→ Objective 1: Using the code of the forward method, explain in one to three sentences what decides whether it returns a training loss or decodes subject predictions.
→ Objective 2:
Answer these questions about the forward-method code, one line each:
(a) Which value of char_ids marks the positions that seq_mask flags?
(b) Which two tensors are joined with torch.cat to form subject?
(c) How is seq_len computed in the evaluation loop?
→ Objective 3: Continue the forward-method code from its last line.

→ Quoted passage:
-------------------------

Ejemplo n.º 1
0
    def forward(self, q_ids=None, char_ids=None, word_ids=None, token_type_ids=None, subject_ids=None,
                subject_labels=None,
                object_labels=None, eval_file=None,
                is_eval=False):

        mask = char_ids != 0

        seq_mask = char_ids.eq(0)

        char_emb = self.char_emb(char_ids)
        word_emb = self.word_convert_char(self.word_emb(word_ids))
        # word_emb = self.word_emb(word_ids)
        emb = char_emb + word_emb
        # emb = char_emb
        # subject_encoder = sent_encoder + self.token_entity_emb(token_type_id)
        sent_encoder = self.first_sentence_encoder(emb, seq_mask)
        ent_emission = self.ent_emission(sent_encoder)
        if not is_eval:
            # subject_encoder = self.token_entity_emb(token_type_ids)
            # context_encoder = bert_encoder + subject_encoder

            sub_start_encoder = batch_gather(sent_encoder, subject_ids[:, 0])
            sub_end_encoder = batch_gather(sent_encoder, subject_ids[:, 1])
            subject = torch.cat([sub_start_encoder, sub_end_encoder], 1)
            context_encoder = self.LayerNorm(sent_encoder, subject)
            context_encoder = self.transformer_encoder(context_encoder.transpose(1, 0),
                                                       src_key_padding_mask=seq_mask).transpose(0, 1)

            ent_loss = -self.ent_crf(ent_emission, subject_labels, mask=mask, reduction='mean')

            emission = self.emission(context_encoder)
            po_loss = -self.crf(emission, object_labels, mask=mask, reduction='mean')
            loss = ent_loss + po_loss

            return loss

        else:
            subject_preds = self.ent_crf.decode(emissions=ent_emission, mask=mask)
            answer_list = list()
            for qid, sub_pred in zip(q_ids.cpu().numpy(), subject_preds):
                seq_len = min(len(eval_file[qid].context), self.max_len)
                tag_list = list()

-------------------------

→ Provided material:

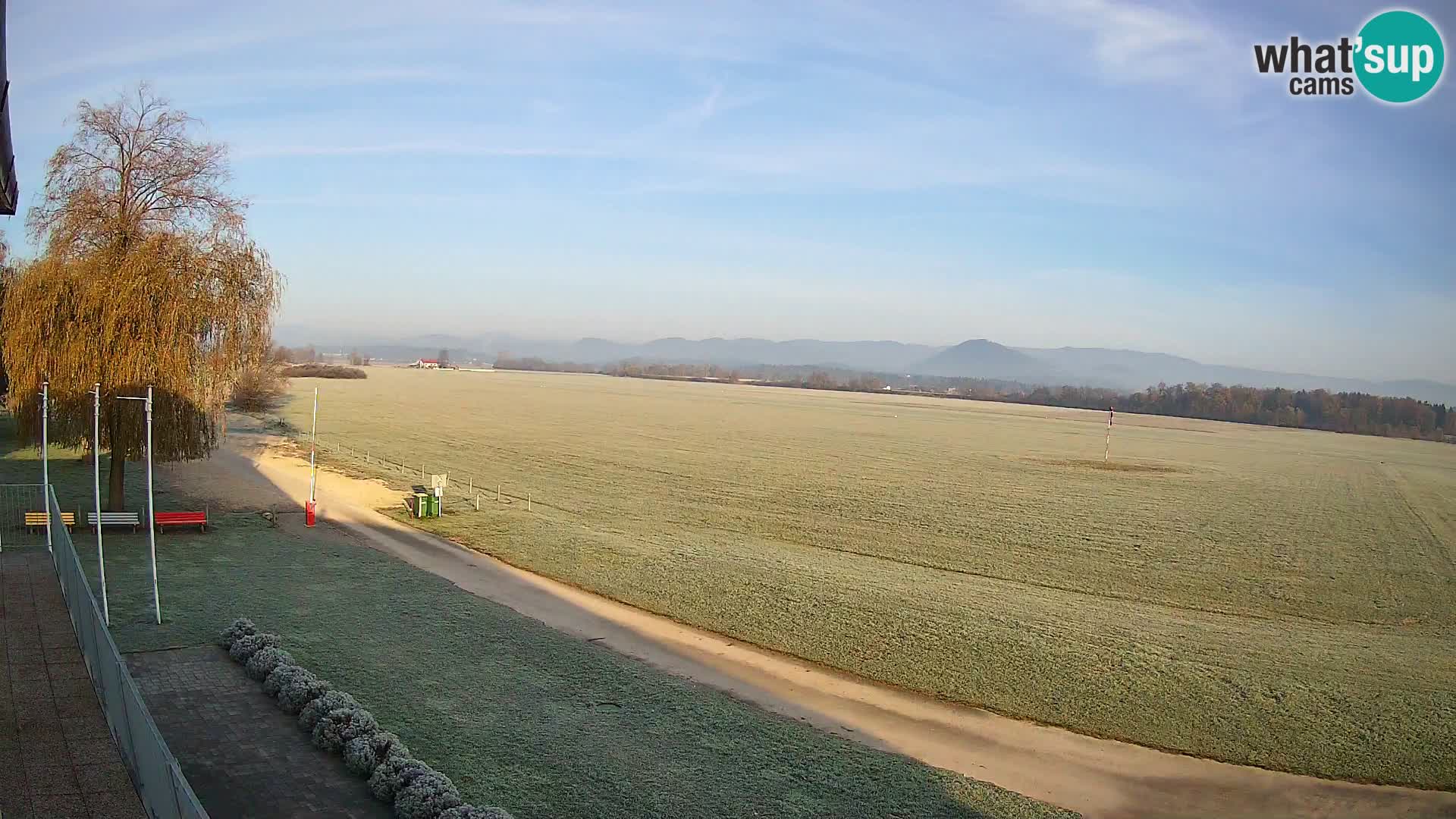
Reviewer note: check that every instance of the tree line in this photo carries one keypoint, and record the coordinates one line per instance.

-------------------------

→ Written response 1: The is_eval argument decides it. When is_eval is False, which is the default, the method computes ent_loss and po_loss with the two CRF layers and returns their sum as loss. Otherwise it runs the else branch, which calls self.ent_crf.decode on ent_emission to get subject_preds.

→ Written response 2:
(a) 0, since seq_mask = char_ids.eq(0).
(b) sub_start_encoder and sub_end_encoder.
(c) As the smaller of len(eval_file[qid].context) and self.max_len.

→ Written response 3:
                j = 0
                while j < seq_len:
                    end = j
                    flag = True

                    if sub_pred[j] == 1:
                        start = j
                        for k in range(start + 1, seq_len):
                            if sub_pred[k] != sub_pred[start] + 1:
                                end = k - 1
                                flag = False
                                break
                        if flag:
                            end = seq_len - 1
                        tag_list.append((start, end))
                    j = end + 1

                answer_list.append(tag_list)

            qid_ids, sent_encoders, pass_ids, subject_ids, token_type_ids = [], [], [], [], []
            for i, subjects in enumerate(answer_list):
                if subjects:
                    qid = q_ids[i].unsqueeze(0).expand(len(subjects))
                    pass_tensor = char_ids[i, :].unsqueeze(0).expand(len(subjects), char_ids.size(1))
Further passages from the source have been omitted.